§ Work order:
Take every line in the entries that includes the word "this" and copy it.

§ Supplied records:
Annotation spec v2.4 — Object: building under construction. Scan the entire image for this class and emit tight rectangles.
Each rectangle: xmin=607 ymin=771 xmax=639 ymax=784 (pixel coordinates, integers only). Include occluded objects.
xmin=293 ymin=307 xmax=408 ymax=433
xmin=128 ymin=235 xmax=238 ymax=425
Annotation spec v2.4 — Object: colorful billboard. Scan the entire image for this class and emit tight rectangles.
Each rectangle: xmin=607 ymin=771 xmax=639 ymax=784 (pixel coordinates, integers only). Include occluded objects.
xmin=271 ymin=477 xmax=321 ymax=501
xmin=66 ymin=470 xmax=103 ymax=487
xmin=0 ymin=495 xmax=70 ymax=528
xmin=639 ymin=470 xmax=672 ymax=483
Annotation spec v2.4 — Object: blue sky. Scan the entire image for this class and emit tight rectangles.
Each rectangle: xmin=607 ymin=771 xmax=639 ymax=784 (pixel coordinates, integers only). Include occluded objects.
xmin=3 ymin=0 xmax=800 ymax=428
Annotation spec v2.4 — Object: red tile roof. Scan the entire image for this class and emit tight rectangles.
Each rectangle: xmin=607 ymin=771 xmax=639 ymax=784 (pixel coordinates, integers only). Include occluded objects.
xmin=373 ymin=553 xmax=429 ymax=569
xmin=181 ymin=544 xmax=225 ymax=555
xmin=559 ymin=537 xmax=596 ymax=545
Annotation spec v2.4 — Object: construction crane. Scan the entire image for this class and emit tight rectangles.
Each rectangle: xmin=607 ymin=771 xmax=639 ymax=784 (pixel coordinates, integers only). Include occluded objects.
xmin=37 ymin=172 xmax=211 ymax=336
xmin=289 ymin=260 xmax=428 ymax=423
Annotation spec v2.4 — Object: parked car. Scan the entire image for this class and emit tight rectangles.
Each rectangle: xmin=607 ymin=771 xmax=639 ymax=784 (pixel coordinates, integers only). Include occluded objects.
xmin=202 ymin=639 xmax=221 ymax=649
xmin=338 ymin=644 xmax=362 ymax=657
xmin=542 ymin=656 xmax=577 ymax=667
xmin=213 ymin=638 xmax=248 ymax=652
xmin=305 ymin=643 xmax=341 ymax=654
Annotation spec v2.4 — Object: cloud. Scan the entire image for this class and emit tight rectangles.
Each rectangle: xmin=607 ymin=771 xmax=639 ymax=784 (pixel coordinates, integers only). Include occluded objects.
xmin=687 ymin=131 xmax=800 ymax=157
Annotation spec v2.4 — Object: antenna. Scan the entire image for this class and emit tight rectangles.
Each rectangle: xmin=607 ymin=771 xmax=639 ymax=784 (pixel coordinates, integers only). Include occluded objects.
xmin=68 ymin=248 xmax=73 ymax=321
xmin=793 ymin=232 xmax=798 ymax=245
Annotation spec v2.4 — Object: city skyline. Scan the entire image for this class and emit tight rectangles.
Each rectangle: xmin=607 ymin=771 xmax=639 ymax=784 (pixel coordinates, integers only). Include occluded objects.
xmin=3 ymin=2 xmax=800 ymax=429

§ Response to the task:
Annotation spec v2.4 — Object: building under construction. Scan the entire image for this class and emit tight rectangles.
Annotation spec v2.4 — Object: colorful billboard. Scan the entire image for this class and emit tight rectangles.
Annotation spec v2.4 — Object: blue sky. Scan the entire image for this class and emit tight rectangles.
Annotation spec v2.4 — Object: red tile roof. Scan the entire image for this class and emit tight rectangles.
Annotation spec v2.4 — Object: construction crane. Scan the entire image for this class and emit tight rectangles.
Annotation spec v2.4 — Object: parked car. Scan the entire image for this class and emit tight rectangles.
Annotation spec v2.4 — Object: cloud. Scan the entire image for this class and emit tight rectangles.
Annotation spec v2.4 — Object: antenna. Scan the entire image for this class and emit tight rectangles.
Annotation spec v2.4 — Object: city skyline. Scan the entire image for this class and emit tight rectangles.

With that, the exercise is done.